Verilen Metin:
TS 825 – Binalarda Isı Yalıtım Kuralları standardı revizyon çalışması 2019 yılından beri devam ediyordu. Bunun sonucunda nihayet görüşe çıktı ve TSE’nin 21 Ekim 2024 tarihinde gerçekleştirilen Teknik Kurulu Toplantısında kabul edilerek yayınlandı. Yeni standart ile daha düşük enerji limitleri ile hesaplama yapılacak ve soğutma enerji yükü de hesaplamalarda artık yer alacak.

Yeni TS 825'in amacı, ülkemizdeki binaların ısıtılması ve soğutulmasında kullanılan enerji miktarlarını sınırlamak, enerjiden tasarruf etmek, net ısıtma ve soğutma enerjisi ihtiyacı ile yapı elemanlarından su buharı geçişinin hesaplanması sırasında kullanılacak standart hesap metodunu belirlemek ve bu doğrultuda bir mühendislik tasarımı yapmaktır.

Verilen Bilgiler:
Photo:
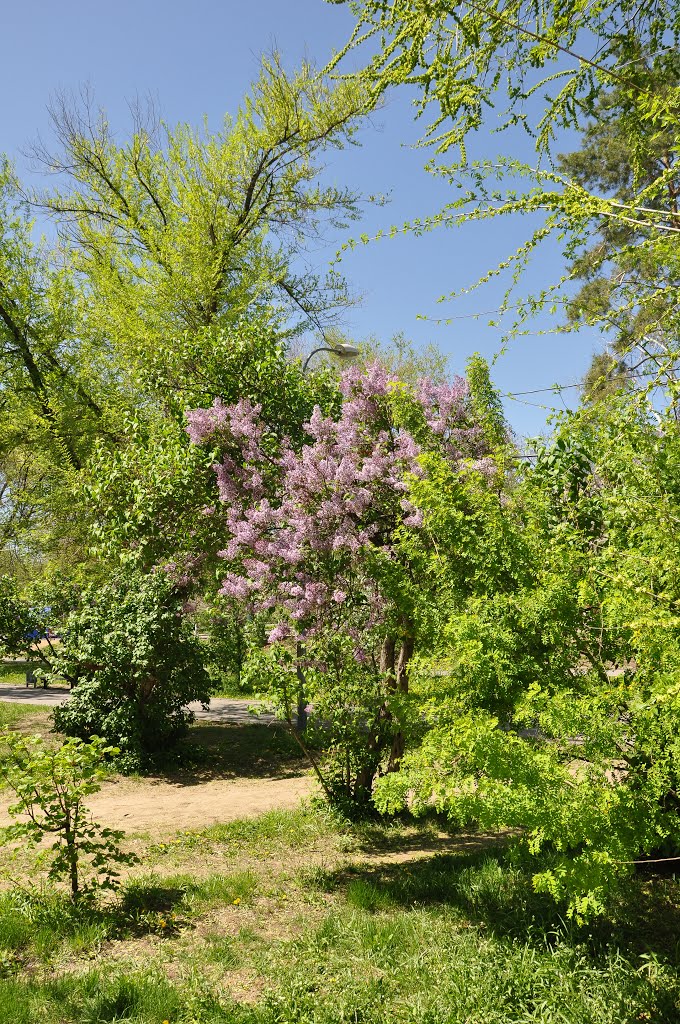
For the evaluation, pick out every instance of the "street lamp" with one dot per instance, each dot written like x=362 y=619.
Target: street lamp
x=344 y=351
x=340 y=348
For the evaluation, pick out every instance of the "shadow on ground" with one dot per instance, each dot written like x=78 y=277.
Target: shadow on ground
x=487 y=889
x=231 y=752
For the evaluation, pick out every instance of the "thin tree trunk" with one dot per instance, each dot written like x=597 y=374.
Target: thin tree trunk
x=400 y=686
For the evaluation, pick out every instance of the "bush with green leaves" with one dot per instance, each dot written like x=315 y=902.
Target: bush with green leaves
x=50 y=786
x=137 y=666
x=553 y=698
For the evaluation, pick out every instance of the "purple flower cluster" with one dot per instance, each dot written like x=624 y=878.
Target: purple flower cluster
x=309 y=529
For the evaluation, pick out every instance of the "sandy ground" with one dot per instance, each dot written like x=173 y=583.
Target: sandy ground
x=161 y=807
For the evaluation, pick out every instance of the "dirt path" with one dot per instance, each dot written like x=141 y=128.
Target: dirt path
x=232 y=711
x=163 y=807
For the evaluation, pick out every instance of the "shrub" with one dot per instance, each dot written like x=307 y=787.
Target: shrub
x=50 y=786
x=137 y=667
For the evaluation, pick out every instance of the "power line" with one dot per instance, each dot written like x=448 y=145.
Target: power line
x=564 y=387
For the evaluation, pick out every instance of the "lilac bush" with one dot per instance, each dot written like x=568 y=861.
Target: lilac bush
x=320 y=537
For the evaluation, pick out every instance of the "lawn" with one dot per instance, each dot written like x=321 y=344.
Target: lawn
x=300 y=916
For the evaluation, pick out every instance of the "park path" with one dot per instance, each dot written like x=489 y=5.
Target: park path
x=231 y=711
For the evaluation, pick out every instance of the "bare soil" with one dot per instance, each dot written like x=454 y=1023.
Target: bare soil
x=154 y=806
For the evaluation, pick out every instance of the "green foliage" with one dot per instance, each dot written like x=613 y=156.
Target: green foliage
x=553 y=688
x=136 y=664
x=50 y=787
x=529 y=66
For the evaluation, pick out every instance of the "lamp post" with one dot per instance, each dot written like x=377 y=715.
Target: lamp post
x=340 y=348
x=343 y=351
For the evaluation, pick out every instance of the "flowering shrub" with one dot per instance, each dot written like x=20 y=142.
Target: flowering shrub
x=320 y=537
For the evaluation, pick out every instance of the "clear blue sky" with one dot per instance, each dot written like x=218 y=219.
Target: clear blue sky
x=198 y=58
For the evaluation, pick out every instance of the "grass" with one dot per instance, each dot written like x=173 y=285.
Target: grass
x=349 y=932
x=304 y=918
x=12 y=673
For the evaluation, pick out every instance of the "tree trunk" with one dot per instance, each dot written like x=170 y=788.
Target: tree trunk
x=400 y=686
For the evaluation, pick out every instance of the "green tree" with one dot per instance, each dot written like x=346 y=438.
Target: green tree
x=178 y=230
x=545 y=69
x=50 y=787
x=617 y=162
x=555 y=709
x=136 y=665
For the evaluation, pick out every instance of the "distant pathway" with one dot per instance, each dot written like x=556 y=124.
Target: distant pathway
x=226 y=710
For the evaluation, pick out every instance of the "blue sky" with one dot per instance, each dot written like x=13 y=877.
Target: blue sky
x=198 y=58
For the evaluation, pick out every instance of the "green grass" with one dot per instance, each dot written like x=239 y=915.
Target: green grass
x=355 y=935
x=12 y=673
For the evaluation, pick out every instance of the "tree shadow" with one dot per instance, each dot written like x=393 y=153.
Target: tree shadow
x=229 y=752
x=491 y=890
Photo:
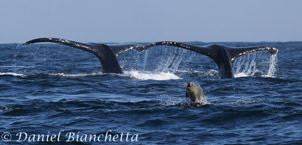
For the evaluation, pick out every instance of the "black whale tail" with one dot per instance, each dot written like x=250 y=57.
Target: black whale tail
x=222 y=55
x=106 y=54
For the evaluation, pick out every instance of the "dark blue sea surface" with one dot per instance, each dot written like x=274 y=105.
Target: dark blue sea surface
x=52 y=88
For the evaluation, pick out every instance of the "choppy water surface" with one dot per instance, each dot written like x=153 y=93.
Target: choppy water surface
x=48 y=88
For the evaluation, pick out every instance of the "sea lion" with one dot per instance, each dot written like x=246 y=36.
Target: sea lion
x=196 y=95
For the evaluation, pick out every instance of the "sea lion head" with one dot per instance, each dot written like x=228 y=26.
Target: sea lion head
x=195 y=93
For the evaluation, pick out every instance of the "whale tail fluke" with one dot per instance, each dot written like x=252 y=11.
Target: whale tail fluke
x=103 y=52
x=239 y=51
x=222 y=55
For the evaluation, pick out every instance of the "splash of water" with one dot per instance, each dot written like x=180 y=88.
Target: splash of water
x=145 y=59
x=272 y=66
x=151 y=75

Çözülecek Sorular:
1: TS 825 metnini iki cümleyle özetleyin.
2: Satırları süzün ve "lilac" sözcüğünü içeren her satırı kopyalayın. Büyük-küçük harf ayrımı dikkate alınmalıdır.

Çözüm Seti:
1: TS 825 – Binalarda Isı Yalıtım Kuralları standardının 2019'dan beri süren revizyonu, TSE'nin 21 Ekim 2024'teki Teknik Kurulu Toplantısında kabul edilerek yayınlandı; yeni standartta daha düşük enerji limitleriyle hesap yapılacak ve soğutma enerji yükü de hesaplamalara girecek. Standardın amacı, binaların ısıtılması ve soğutulmasında kullanılan enerjiyi sınırlamak, enerji tasarrufu sağlamak, net ısıtma ve soğutma enerjisi ihtiyacı ile yapı elemanlarından su buharı geçişinin hesabında kullanılacak standart yöntemi belirlemek ve buna göre bir mühendislik tasarımı yapmaktır.

2:
For the evaluation, pick out every instance of the "lilac bush" with one dot per instance, each dot written like x=568 y=861.
Target: lilac bush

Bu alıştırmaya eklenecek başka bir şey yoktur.